_Task objective:_
Please copy every line of the records below that holds the word "road".

Records from a data collection
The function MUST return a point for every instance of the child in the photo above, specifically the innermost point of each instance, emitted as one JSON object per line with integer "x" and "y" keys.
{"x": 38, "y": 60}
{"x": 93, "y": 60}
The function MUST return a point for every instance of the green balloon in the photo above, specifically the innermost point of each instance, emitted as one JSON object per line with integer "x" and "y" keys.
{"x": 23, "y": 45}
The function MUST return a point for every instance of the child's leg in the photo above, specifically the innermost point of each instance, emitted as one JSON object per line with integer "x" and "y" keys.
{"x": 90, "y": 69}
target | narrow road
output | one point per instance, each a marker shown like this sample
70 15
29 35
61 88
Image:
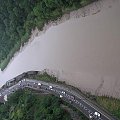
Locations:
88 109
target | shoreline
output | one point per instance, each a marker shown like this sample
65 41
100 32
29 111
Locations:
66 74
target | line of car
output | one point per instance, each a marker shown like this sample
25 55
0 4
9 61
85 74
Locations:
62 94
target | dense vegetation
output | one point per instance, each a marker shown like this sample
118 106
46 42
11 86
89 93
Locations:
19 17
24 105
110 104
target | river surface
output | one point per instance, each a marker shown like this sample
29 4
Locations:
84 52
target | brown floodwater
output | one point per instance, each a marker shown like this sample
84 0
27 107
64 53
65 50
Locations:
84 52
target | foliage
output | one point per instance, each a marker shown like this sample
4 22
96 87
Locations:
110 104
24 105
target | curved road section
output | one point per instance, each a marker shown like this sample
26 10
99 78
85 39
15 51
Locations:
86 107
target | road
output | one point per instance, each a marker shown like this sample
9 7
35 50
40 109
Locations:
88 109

---

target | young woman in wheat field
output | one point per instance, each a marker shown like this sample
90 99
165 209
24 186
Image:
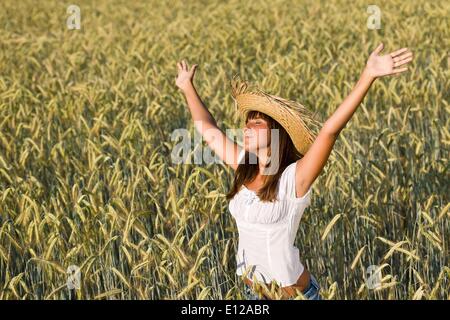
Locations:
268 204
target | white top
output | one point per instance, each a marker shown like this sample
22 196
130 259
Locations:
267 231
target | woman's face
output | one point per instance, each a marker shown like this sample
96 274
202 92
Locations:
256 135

_Answer to the exercise:_
target | narrow road
target | curved road section
target | road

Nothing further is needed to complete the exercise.